INPUT —
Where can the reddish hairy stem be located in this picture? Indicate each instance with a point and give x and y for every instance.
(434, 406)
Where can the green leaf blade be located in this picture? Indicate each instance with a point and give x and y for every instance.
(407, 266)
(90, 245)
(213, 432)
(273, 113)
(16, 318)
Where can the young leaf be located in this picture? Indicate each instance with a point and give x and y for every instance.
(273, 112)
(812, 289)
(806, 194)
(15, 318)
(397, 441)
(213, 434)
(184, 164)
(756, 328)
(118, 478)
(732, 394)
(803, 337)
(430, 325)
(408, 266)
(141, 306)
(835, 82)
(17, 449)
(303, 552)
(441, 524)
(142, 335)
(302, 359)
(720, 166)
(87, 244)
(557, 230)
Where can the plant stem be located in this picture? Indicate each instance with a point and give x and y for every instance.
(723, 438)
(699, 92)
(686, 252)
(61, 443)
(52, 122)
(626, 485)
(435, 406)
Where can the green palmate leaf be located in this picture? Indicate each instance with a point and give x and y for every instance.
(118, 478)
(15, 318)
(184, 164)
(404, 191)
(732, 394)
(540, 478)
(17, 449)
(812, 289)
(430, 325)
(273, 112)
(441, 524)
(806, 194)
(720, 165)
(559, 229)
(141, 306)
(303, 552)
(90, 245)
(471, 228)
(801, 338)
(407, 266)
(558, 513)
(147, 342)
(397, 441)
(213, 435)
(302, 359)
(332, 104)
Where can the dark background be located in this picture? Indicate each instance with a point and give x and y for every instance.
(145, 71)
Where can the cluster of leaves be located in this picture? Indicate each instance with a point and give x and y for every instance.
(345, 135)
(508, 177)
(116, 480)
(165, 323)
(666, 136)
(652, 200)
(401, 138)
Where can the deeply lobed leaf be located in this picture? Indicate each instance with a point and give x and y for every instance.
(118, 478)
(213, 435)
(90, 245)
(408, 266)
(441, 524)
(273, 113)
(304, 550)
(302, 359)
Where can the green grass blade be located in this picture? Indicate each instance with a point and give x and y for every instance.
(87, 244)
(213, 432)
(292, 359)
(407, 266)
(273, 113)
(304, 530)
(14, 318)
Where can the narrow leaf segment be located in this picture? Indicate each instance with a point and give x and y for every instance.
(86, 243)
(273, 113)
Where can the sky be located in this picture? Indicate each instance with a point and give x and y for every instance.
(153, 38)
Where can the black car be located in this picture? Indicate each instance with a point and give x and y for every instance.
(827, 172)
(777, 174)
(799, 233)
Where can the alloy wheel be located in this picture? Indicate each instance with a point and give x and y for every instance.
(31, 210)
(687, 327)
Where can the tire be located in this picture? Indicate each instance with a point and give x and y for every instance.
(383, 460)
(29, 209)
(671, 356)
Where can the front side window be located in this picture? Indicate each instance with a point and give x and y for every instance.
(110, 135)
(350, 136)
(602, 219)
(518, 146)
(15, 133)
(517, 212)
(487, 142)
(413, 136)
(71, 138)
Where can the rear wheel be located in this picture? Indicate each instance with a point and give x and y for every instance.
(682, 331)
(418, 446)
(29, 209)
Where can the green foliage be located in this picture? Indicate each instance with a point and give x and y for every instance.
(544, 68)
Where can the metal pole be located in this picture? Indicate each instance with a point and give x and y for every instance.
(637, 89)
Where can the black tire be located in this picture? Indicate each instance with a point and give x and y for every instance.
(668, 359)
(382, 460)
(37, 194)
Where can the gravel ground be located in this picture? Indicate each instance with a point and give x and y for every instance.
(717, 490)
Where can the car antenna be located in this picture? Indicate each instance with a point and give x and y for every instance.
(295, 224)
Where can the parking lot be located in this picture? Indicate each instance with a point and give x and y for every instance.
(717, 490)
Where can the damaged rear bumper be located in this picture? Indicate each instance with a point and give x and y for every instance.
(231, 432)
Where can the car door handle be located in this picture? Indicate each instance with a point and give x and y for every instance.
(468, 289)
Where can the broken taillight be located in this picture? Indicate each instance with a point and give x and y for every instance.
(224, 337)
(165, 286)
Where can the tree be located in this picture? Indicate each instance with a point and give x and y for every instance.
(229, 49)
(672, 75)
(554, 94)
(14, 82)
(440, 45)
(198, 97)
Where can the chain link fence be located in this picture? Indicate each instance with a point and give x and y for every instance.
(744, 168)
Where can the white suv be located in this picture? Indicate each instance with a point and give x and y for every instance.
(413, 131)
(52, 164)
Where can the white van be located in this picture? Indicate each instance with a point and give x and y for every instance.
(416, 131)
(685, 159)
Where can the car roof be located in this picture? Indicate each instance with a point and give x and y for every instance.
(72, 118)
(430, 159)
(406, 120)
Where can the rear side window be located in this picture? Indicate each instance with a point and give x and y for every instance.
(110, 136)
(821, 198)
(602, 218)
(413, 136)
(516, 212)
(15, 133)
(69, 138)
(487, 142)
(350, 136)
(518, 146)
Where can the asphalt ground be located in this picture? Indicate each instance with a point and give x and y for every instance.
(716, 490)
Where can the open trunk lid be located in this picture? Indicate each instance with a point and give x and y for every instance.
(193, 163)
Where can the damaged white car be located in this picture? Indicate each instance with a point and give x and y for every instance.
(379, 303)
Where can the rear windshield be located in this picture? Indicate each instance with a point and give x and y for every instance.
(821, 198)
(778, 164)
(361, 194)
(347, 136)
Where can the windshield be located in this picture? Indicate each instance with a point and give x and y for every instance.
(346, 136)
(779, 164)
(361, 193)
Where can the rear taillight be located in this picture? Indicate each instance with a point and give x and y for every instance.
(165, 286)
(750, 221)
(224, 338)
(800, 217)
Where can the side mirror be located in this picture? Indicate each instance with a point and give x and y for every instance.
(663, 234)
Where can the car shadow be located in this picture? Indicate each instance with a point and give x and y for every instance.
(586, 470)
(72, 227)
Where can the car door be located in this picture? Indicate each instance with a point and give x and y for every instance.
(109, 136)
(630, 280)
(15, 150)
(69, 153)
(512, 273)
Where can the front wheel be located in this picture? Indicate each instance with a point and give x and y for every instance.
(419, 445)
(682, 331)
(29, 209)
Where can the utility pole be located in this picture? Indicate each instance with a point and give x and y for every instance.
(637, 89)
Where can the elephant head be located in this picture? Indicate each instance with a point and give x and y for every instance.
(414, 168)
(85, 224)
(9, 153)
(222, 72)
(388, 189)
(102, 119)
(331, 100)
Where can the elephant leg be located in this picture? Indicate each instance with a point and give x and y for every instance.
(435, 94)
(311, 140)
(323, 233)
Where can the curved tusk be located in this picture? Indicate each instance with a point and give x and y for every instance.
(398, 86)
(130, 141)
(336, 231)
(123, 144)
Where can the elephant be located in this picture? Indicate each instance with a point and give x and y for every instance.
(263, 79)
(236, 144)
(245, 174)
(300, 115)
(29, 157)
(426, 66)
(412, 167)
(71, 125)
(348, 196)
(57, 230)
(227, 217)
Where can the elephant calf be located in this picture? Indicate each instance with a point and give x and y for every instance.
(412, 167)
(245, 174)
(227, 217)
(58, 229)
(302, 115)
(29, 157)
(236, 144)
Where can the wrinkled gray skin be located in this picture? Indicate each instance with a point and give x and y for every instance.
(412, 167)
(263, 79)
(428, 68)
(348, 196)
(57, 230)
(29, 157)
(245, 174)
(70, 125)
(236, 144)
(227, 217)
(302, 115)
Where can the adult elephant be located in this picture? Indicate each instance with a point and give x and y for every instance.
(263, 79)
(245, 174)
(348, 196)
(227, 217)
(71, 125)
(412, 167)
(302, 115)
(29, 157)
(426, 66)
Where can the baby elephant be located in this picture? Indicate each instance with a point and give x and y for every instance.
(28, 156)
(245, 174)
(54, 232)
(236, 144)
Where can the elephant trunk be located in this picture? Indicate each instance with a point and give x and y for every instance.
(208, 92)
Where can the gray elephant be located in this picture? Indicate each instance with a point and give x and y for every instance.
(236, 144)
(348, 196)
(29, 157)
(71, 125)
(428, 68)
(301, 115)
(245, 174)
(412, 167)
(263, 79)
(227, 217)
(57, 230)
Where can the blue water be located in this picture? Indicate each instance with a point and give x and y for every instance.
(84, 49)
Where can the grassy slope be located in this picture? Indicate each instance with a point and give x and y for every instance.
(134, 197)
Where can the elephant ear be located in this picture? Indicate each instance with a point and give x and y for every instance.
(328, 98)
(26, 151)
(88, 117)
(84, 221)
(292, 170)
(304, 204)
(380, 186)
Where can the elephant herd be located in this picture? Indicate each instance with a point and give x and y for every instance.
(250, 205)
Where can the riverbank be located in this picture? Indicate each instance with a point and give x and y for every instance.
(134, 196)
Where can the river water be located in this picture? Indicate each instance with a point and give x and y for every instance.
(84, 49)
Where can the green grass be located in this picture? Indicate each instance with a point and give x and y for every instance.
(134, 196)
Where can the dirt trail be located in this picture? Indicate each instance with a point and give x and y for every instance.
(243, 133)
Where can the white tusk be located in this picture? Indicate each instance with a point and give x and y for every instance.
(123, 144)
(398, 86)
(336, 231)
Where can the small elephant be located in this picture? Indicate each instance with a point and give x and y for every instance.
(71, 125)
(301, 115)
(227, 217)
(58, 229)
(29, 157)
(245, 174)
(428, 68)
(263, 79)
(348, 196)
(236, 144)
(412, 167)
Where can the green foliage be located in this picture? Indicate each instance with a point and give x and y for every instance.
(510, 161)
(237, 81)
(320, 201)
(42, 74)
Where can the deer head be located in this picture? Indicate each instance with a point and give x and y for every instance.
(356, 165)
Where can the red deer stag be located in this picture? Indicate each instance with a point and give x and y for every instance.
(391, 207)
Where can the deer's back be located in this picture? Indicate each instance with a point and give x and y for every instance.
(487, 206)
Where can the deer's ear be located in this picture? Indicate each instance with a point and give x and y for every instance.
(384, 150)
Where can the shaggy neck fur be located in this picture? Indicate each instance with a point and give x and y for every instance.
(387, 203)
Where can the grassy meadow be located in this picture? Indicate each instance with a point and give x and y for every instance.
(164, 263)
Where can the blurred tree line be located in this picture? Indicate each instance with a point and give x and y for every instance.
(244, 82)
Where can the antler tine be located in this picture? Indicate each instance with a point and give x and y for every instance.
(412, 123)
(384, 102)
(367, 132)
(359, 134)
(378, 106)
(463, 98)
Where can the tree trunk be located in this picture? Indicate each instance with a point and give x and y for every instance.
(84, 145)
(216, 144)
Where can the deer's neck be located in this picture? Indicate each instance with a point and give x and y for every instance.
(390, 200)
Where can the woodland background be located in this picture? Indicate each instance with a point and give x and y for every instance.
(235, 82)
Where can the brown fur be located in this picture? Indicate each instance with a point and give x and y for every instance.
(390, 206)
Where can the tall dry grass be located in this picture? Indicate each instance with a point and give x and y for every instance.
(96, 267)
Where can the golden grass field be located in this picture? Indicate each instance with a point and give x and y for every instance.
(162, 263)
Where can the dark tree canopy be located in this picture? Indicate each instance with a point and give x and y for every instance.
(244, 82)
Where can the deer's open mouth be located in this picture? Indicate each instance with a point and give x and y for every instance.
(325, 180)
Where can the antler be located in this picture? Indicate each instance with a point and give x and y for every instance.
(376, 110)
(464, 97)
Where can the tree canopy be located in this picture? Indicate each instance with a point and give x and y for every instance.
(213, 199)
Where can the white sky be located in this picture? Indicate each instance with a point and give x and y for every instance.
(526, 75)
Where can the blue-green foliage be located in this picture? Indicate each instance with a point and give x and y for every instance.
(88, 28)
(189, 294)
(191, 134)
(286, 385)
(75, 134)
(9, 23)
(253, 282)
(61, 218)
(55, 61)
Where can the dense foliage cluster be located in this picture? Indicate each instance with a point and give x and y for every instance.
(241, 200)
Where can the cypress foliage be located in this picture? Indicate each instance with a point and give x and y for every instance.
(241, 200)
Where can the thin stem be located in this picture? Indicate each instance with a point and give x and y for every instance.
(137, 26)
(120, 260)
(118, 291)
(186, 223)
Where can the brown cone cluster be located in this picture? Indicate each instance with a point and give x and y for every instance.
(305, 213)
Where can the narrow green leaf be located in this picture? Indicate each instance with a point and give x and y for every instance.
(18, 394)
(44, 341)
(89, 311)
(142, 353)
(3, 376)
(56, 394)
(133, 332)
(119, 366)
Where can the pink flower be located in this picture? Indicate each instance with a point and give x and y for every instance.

GIVEN REQUEST —
Copy exactly, and only, the lines from the one containing "Where can the white sky" through the last line of the listing.

RESPONSE —
Where can the white sky be located in this picture? Indicate each instance with a point and give x and y for every instance.
(526, 75)
Where can the blue-green foliage be located in this picture? Indicate each instance with a point and give x and y for every instance.
(88, 28)
(189, 294)
(191, 134)
(286, 385)
(75, 134)
(9, 23)
(253, 282)
(61, 218)
(55, 61)
Where can the dense foliage cluster be located in this picture? Indicate each instance with a point and give x and y for every instance.
(241, 200)
Where can the cypress foliage be located in this picture? Indicate each instance with a point and give x and y for every instance.
(241, 200)
Where can the thin stem be located in this picture? Indicate each instance with a point and give x and y for every instance.
(137, 26)
(120, 260)
(118, 291)
(186, 223)
Where can the brown cone cluster be located in this picture? Indicate each instance with a point and give x and y for every instance.
(305, 213)
Where can the narrow green leaf be located in this picture? Indicate each instance with a point and give x and y for every instance.
(18, 394)
(44, 341)
(89, 311)
(142, 353)
(3, 376)
(56, 394)
(133, 332)
(119, 366)
Where can the pink flower be located in this picture? Indicate each instance with a point and give x and y for every instance.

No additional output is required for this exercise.